Prompt
Your copy should start at the line with "The task requires interacting with the ceiling" and end at the line with "The task requires interacting with the oven" in the data below. Transcribe only those lines, exactly, pictures excluded.

Collection entries:

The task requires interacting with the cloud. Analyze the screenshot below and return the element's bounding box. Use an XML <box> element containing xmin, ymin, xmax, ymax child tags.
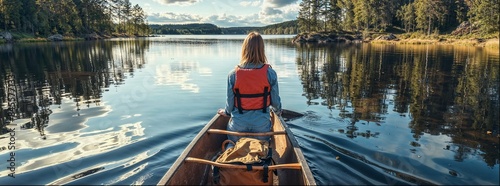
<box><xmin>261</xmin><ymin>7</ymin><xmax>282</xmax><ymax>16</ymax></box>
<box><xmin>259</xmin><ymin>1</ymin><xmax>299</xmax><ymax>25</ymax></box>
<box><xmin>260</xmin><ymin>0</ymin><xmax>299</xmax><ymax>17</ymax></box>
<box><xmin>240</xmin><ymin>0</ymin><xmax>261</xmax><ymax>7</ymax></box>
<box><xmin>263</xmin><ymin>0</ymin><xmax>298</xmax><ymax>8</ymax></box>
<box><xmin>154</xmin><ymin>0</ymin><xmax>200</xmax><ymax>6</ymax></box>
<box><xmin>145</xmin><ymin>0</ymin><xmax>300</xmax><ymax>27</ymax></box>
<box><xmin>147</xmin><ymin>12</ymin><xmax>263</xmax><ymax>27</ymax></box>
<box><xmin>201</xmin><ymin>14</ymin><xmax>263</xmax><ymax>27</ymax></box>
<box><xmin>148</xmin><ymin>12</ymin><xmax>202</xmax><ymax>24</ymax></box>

---

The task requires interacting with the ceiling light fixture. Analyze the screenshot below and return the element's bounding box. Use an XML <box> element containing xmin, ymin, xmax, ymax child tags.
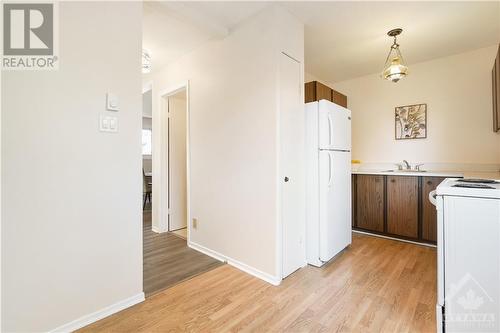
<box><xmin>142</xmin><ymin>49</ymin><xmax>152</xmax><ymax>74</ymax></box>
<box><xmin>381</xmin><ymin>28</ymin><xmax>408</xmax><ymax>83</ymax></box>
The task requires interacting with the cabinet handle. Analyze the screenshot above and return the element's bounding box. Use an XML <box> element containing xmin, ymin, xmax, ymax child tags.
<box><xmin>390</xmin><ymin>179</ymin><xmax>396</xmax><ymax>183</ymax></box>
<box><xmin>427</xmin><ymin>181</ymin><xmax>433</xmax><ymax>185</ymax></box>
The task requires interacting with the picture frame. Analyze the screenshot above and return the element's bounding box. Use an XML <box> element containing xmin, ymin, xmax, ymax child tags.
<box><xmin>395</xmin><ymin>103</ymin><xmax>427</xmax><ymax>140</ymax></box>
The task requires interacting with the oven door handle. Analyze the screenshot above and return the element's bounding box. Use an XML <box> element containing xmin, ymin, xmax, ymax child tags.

Written answer
The task requires interacting with the ceiling light fixture. Analyze the screenshot below and return the element's bounding box. Use an XML <box> element containing xmin, ymin, xmax, ymax child tags.
<box><xmin>142</xmin><ymin>49</ymin><xmax>152</xmax><ymax>74</ymax></box>
<box><xmin>381</xmin><ymin>28</ymin><xmax>408</xmax><ymax>83</ymax></box>
The task requires interacting with the cabinet handle. Analyze the screenshot above and return the element's bounding box. Use an XML <box> element containing xmin, ymin, xmax, ymax child tags.
<box><xmin>390</xmin><ymin>179</ymin><xmax>396</xmax><ymax>183</ymax></box>
<box><xmin>427</xmin><ymin>181</ymin><xmax>433</xmax><ymax>185</ymax></box>
The task requires interacting with the picture frame. Analyze the screenshot above and return the element's bounding box. Use an XML <box> element containing xmin, ymin, xmax, ymax child tags.
<box><xmin>395</xmin><ymin>103</ymin><xmax>427</xmax><ymax>140</ymax></box>
The task requires interacting with the oven door handle. Analyze the screenshot above and return the element's bounding box. Use an XML <box> element containing xmin, ymin, xmax, ymax child tags.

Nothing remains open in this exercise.